Start of DATASET EXTRACT

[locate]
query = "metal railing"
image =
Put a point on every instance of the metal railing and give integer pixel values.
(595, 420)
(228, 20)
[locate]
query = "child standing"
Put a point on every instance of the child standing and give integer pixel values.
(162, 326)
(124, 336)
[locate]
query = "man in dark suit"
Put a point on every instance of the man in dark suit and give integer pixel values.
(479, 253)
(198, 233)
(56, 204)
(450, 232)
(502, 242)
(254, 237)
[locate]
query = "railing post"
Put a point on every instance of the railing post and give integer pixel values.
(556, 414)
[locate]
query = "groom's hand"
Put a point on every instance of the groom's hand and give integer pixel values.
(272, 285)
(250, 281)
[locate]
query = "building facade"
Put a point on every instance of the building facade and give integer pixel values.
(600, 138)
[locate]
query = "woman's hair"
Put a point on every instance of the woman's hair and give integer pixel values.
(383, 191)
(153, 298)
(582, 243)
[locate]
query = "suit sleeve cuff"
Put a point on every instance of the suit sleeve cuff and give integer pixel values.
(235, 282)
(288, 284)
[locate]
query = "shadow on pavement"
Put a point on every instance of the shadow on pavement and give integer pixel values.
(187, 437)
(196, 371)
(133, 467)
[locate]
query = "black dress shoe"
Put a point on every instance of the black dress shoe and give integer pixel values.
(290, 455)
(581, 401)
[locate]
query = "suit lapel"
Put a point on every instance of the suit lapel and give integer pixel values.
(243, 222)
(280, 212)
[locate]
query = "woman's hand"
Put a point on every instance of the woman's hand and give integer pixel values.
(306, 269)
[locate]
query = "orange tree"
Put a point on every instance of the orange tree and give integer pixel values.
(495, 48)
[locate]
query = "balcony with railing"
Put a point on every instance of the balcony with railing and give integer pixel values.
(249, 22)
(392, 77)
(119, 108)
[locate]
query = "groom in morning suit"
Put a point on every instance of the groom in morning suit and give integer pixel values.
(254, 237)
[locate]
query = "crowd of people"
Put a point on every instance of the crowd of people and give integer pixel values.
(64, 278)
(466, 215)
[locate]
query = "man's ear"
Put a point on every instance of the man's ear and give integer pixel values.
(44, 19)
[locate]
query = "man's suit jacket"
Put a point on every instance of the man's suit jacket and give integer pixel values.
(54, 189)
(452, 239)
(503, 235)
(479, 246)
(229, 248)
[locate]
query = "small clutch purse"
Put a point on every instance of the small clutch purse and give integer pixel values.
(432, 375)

End of DATASET EXTRACT

▸ **ACTIVITY**
Output each record exactly, leaving nothing out.

▸ **EXERCISE OUTPUT**
[locate]
query = "metal railing"
image =
Put a point on every instance of the metal railing and give integer pixel values.
(595, 420)
(228, 20)
[locate]
query = "child standing"
Put a point on every instance of the child standing and give integer pixel values.
(162, 326)
(124, 336)
[locate]
query = "man in dark suit"
Put a point on every instance of the man in dark suit and give integer pixel values.
(479, 253)
(198, 233)
(56, 204)
(450, 232)
(502, 242)
(254, 237)
[locate]
query = "railing post"
Put a point on every instance of the railing post and give integer pixel values.
(556, 414)
[locate]
query = "groom's hand"
Put a point on every instance of the groom's hand and give integer pixel values.
(272, 285)
(250, 281)
[locate]
query = "building facade"
Put a point on every instance of the building facade and give integer pixel values.
(600, 138)
[locate]
query = "woman's hair"
Put a point on every instance of the woman's hair and give integer pixel values.
(383, 191)
(153, 298)
(582, 243)
[locate]
query = "suit sleeve cuff"
Put a point on every instance of the suit sleeve cuff and give integer pixel values.
(235, 282)
(288, 284)
[locate]
query = "shadow on pavement"
Put a point on every instance of the shadow on pavement and give integer pixel values.
(187, 437)
(196, 371)
(133, 467)
[locate]
query = "black dress shoe"
Put a point on every instance of the black dress shoe and give integer pixel values.
(290, 455)
(581, 401)
[locate]
query = "suit lapel"
Put a point on every instance of the suit lapel and give integer pixel values.
(243, 222)
(280, 212)
[locate]
query = "woman's hand"
Put a point on every instance of the woman's hand and give integer pixel values.
(306, 269)
[locate]
query = "orange tree"
Put a point on every instance of the orange tree and give integer pixel values.
(495, 48)
[locate]
query = "balcony with railing"
Put a point on every instance of the balcony with railing and give integer pixel values.
(249, 22)
(392, 77)
(119, 108)
[locate]
query = "groom in morning suit"
Put a point on every instance of the groom in morning suit and give integer pixel values.
(254, 237)
[locate]
query = "crowd of people"
Put a point on every instance of the crowd of people and give integer pixel values.
(64, 278)
(466, 215)
[locate]
query = "man's ear"
Put a point on every instance of the man's ear and give integer pixel values.
(44, 19)
[locate]
query = "man's suit jacket"
Put a point on every instance of the man's suit jacket and give integer pixel values.
(54, 189)
(452, 239)
(503, 235)
(479, 246)
(229, 248)
[locate]
query = "small clutch purse"
Put a point on every instance of the small clutch purse and give integer pixel values.
(432, 375)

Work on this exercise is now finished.